→ **Assignment**:
Where does the word "hibiscus" show up in the records? Copy every line that holds it.

→ **Dataset**:

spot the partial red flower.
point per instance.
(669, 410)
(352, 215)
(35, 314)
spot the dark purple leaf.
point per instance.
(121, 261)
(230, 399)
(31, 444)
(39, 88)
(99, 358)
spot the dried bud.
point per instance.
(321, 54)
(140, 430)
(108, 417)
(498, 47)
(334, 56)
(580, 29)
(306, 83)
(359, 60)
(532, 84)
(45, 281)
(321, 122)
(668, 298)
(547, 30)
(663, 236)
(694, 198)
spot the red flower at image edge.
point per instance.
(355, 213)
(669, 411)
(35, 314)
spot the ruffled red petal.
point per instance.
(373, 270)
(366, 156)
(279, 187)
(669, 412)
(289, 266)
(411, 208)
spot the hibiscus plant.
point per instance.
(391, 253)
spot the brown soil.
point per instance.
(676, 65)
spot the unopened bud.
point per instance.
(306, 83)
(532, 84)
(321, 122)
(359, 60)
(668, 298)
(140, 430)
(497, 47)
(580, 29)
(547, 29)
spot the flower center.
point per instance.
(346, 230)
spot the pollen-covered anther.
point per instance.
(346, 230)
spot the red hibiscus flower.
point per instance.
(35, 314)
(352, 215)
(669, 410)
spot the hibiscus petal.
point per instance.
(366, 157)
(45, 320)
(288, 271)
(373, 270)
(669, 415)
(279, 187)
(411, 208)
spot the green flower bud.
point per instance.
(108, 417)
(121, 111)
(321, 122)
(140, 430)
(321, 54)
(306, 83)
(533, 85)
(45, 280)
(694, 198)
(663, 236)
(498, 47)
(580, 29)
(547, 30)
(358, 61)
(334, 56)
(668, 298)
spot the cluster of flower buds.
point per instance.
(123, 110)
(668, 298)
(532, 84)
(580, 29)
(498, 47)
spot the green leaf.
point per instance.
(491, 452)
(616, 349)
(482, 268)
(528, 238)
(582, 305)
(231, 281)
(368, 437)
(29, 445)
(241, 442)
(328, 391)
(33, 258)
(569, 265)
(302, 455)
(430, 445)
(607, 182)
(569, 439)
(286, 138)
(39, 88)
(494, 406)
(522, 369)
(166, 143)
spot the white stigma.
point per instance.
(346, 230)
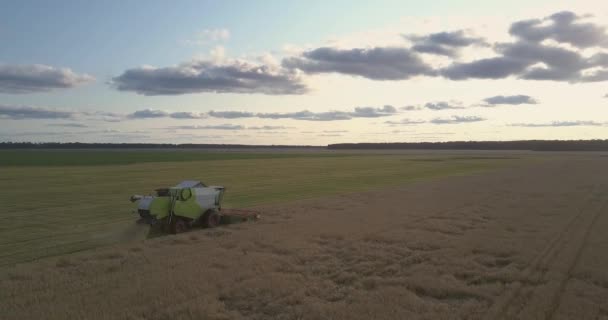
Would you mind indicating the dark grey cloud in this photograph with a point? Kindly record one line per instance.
(405, 122)
(231, 114)
(379, 63)
(187, 115)
(577, 123)
(442, 105)
(359, 112)
(529, 58)
(559, 64)
(148, 113)
(371, 112)
(152, 114)
(532, 61)
(564, 27)
(268, 128)
(513, 100)
(490, 68)
(206, 76)
(26, 112)
(17, 79)
(456, 120)
(211, 127)
(68, 125)
(444, 43)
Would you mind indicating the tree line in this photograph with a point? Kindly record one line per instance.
(532, 145)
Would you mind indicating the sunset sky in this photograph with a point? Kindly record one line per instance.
(305, 72)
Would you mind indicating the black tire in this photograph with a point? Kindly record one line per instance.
(211, 219)
(179, 225)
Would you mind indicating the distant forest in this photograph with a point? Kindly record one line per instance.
(78, 145)
(533, 145)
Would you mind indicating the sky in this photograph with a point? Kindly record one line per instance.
(302, 72)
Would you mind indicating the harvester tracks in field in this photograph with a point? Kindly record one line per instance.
(563, 253)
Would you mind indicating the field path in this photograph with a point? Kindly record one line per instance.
(539, 295)
(526, 242)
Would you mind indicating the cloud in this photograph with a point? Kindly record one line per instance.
(379, 63)
(187, 115)
(148, 113)
(231, 114)
(26, 112)
(210, 35)
(68, 125)
(197, 76)
(577, 123)
(443, 43)
(442, 105)
(268, 128)
(513, 100)
(532, 59)
(151, 114)
(456, 120)
(490, 68)
(211, 127)
(359, 112)
(16, 79)
(563, 27)
(405, 122)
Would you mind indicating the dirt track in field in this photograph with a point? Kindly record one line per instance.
(521, 243)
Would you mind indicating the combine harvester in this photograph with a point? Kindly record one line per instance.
(186, 205)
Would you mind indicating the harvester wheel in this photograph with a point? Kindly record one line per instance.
(211, 219)
(179, 225)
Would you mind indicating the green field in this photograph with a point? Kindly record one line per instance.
(52, 206)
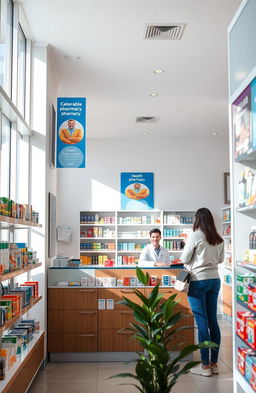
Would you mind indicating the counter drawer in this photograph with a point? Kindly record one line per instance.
(112, 341)
(68, 321)
(117, 295)
(72, 299)
(72, 342)
(115, 319)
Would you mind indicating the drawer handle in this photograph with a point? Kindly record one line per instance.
(126, 312)
(87, 312)
(125, 332)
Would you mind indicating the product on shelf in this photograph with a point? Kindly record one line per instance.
(252, 296)
(242, 352)
(251, 332)
(243, 280)
(9, 208)
(90, 218)
(177, 219)
(241, 323)
(247, 188)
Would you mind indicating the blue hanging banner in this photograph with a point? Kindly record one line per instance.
(71, 132)
(137, 190)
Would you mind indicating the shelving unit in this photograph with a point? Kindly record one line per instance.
(32, 357)
(130, 233)
(242, 156)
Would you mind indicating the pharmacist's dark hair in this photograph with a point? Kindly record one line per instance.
(204, 221)
(155, 230)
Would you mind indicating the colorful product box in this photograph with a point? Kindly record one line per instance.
(252, 296)
(241, 356)
(251, 332)
(241, 323)
(253, 377)
(243, 281)
(250, 360)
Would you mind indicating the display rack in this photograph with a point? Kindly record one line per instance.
(227, 265)
(121, 235)
(34, 354)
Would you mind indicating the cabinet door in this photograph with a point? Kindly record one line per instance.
(181, 298)
(72, 299)
(227, 300)
(115, 319)
(68, 321)
(112, 341)
(117, 295)
(73, 342)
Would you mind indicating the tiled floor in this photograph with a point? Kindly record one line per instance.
(93, 377)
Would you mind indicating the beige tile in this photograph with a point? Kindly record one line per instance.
(185, 387)
(216, 386)
(72, 387)
(38, 387)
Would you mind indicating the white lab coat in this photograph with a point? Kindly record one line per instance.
(149, 254)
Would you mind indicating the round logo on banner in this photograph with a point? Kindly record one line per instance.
(71, 157)
(71, 132)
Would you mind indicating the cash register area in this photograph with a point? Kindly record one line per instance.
(92, 377)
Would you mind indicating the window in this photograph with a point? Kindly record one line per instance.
(21, 71)
(5, 157)
(6, 28)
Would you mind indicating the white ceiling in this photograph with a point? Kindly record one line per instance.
(99, 51)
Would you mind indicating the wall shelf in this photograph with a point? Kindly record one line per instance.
(7, 276)
(18, 221)
(10, 374)
(11, 321)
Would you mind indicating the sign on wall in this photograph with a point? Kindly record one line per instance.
(71, 132)
(137, 190)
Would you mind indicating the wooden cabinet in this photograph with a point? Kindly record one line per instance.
(75, 324)
(227, 300)
(72, 320)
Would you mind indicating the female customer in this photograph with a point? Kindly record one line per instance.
(203, 251)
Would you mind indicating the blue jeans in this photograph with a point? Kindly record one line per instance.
(203, 297)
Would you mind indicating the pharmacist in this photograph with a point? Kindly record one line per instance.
(154, 252)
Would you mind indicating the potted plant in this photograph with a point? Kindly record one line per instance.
(157, 370)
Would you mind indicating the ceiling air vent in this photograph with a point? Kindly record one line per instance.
(146, 119)
(165, 32)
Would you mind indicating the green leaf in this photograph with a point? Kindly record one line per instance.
(141, 296)
(144, 278)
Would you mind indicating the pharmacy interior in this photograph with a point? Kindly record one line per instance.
(81, 190)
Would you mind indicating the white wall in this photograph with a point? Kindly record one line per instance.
(187, 175)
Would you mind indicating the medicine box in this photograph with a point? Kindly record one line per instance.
(241, 356)
(251, 332)
(242, 283)
(241, 323)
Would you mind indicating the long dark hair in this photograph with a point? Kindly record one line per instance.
(204, 221)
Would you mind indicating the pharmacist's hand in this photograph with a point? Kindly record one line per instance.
(160, 264)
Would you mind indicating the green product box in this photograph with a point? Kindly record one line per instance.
(8, 305)
(242, 283)
(14, 340)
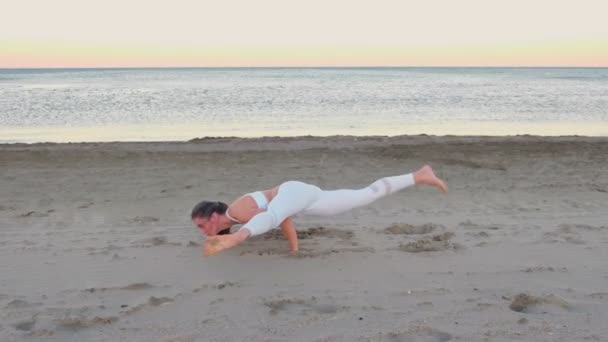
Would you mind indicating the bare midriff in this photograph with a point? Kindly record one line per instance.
(244, 208)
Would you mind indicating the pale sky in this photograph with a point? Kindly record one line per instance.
(137, 33)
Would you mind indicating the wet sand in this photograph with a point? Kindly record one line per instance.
(96, 242)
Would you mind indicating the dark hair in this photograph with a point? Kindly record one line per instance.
(206, 208)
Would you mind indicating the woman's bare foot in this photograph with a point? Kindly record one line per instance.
(426, 176)
(216, 244)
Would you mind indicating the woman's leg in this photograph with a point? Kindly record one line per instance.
(292, 197)
(339, 201)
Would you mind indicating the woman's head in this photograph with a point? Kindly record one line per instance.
(206, 215)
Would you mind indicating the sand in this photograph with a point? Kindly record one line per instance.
(96, 242)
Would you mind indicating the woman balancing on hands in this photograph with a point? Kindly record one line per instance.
(262, 211)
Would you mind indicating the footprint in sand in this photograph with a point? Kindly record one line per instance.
(418, 335)
(531, 304)
(311, 233)
(86, 205)
(408, 229)
(33, 214)
(435, 243)
(312, 239)
(302, 306)
(143, 219)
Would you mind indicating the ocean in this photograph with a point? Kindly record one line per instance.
(165, 104)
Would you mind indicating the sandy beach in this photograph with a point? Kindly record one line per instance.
(96, 242)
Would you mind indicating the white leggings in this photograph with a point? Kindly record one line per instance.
(296, 197)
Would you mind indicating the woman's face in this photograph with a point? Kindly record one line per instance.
(207, 225)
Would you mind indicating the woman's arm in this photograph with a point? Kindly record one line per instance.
(289, 231)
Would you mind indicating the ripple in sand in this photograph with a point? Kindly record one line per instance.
(406, 228)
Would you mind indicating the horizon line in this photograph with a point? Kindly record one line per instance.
(307, 67)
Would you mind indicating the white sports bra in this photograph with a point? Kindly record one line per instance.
(259, 198)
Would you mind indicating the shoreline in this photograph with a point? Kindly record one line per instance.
(338, 138)
(518, 243)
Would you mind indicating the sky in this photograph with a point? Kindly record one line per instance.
(245, 33)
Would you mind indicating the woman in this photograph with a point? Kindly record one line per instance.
(261, 211)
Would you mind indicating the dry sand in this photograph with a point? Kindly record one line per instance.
(96, 242)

→ **Answer**:
spot the hibiscus plant.
spot the red hibiscus flower.
spot the hibiscus petal.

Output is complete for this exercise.